• DIRECTIONS:
Copy each line of the data entries below, keeping every character unchanged.
══ EXERCISE DATA
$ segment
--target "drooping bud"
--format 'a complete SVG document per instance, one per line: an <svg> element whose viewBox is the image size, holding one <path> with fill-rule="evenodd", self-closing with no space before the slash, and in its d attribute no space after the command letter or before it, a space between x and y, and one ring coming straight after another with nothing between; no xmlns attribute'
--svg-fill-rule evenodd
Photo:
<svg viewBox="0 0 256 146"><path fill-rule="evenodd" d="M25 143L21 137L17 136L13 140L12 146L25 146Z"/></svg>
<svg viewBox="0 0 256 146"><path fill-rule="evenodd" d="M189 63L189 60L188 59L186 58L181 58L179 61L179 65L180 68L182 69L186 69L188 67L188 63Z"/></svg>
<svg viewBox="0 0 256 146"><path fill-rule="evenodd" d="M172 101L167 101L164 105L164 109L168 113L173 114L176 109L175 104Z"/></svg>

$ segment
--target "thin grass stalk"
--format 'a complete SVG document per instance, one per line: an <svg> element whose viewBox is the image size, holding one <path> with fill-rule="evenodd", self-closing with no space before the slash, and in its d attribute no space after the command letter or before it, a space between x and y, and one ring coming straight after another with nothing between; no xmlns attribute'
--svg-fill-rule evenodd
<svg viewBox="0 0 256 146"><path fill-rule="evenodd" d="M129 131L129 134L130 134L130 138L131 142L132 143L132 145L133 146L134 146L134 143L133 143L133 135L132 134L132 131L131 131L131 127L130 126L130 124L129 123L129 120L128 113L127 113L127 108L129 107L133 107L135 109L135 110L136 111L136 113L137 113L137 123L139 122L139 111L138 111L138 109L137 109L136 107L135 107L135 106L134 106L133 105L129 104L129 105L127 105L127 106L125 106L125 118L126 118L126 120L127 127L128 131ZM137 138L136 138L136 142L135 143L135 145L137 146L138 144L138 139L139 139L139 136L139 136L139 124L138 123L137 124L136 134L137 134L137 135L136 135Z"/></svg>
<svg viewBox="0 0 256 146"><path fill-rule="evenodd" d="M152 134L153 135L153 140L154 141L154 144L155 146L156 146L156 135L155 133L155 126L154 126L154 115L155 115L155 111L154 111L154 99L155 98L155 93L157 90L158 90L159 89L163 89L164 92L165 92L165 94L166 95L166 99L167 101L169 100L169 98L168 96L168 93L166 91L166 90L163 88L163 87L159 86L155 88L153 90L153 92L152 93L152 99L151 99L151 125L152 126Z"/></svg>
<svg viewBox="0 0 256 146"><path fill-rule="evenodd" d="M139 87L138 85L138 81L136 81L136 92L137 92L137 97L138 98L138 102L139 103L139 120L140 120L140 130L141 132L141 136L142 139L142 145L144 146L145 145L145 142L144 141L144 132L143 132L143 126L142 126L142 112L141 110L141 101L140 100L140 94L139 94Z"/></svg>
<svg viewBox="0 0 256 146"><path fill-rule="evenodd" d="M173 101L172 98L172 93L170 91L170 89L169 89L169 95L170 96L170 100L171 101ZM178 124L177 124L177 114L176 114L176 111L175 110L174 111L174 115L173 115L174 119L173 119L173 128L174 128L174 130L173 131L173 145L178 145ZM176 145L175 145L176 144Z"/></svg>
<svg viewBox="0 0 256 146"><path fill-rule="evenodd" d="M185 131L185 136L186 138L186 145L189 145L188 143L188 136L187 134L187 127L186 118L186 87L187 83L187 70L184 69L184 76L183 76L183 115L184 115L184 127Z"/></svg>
════
• SOLUTION TO THE EXERCISE:
$ segment
--target "drooping bud"
--format 'a complete SVG document per instance, one per line: an <svg> element whose viewBox is the image size, holding one <path> with fill-rule="evenodd", self-closing with no space before the slash, and in its d attribute no space after the command letter or before it, a space between x and y, and one ring coming straight after another with nothing between; no xmlns attribute'
--svg-fill-rule evenodd
Photo:
<svg viewBox="0 0 256 146"><path fill-rule="evenodd" d="M25 143L21 137L17 136L13 140L12 146L25 146Z"/></svg>
<svg viewBox="0 0 256 146"><path fill-rule="evenodd" d="M189 63L189 60L188 59L186 58L181 58L179 61L179 65L180 68L182 69L186 69L188 67L188 63Z"/></svg>
<svg viewBox="0 0 256 146"><path fill-rule="evenodd" d="M172 101L167 101L164 105L164 109L168 113L173 114L176 109L175 104Z"/></svg>

$ segment
--target "thin grass stalk"
--format 'a complete SVG document per instance, one per line: an <svg> element whose viewBox is the image size, holding one <path> with fill-rule="evenodd", self-closing with no space before the slash, and in its d attribute no space after the command letter or before it, a space between x and y, and one ring coming straight after another with nothing between; no xmlns attribute'
--svg-fill-rule evenodd
<svg viewBox="0 0 256 146"><path fill-rule="evenodd" d="M129 131L129 134L130 134L130 138L131 142L132 143L132 145L133 146L134 146L134 143L133 143L133 135L132 134L132 131L131 131L131 127L130 126L130 124L129 123L129 120L128 113L127 113L127 108L129 107L133 107L135 109L135 110L136 111L136 113L137 113L137 123L139 122L139 111L138 111L138 109L137 109L136 107L135 107L135 106L134 106L133 105L129 104L129 105L127 105L127 106L125 106L125 118L126 118L126 120L127 127L128 131ZM137 138L136 138L136 142L135 143L135 145L137 146L138 144L138 139L139 139L139 136L139 136L139 124L138 123L137 124L136 134L137 134L137 135L136 135Z"/></svg>
<svg viewBox="0 0 256 146"><path fill-rule="evenodd" d="M152 134L153 135L153 140L154 141L154 144L155 146L156 146L156 135L155 133L155 126L154 126L154 115L155 115L155 111L154 111L154 99L155 98L155 93L157 90L158 90L159 89L163 89L164 92L165 92L165 94L166 95L166 99L167 101L169 100L169 98L168 96L168 93L166 91L166 90L163 88L163 87L159 86L155 88L153 90L153 92L152 93L152 99L151 99L151 125L152 126Z"/></svg>
<svg viewBox="0 0 256 146"><path fill-rule="evenodd" d="M139 87L138 85L138 81L136 81L136 92L137 92L137 97L138 98L138 102L139 103L139 120L140 120L140 130L141 132L141 136L142 139L142 145L144 146L145 145L145 142L144 141L144 132L143 132L143 126L142 126L142 112L141 110L141 101L140 100L140 94L139 94Z"/></svg>
<svg viewBox="0 0 256 146"><path fill-rule="evenodd" d="M173 101L172 98L172 93L170 91L170 89L169 89L169 95L170 96L170 100L171 101ZM178 124L177 124L177 114L176 114L176 111L175 110L174 111L174 115L173 115L174 119L173 119L173 128L174 128L174 130L173 131L173 145L178 145ZM176 145L175 145L176 144Z"/></svg>
<svg viewBox="0 0 256 146"><path fill-rule="evenodd" d="M185 131L185 136L186 138L186 145L189 145L188 143L188 136L187 134L187 127L186 118L186 87L187 83L187 70L184 69L184 76L183 76L183 115L184 115L184 127Z"/></svg>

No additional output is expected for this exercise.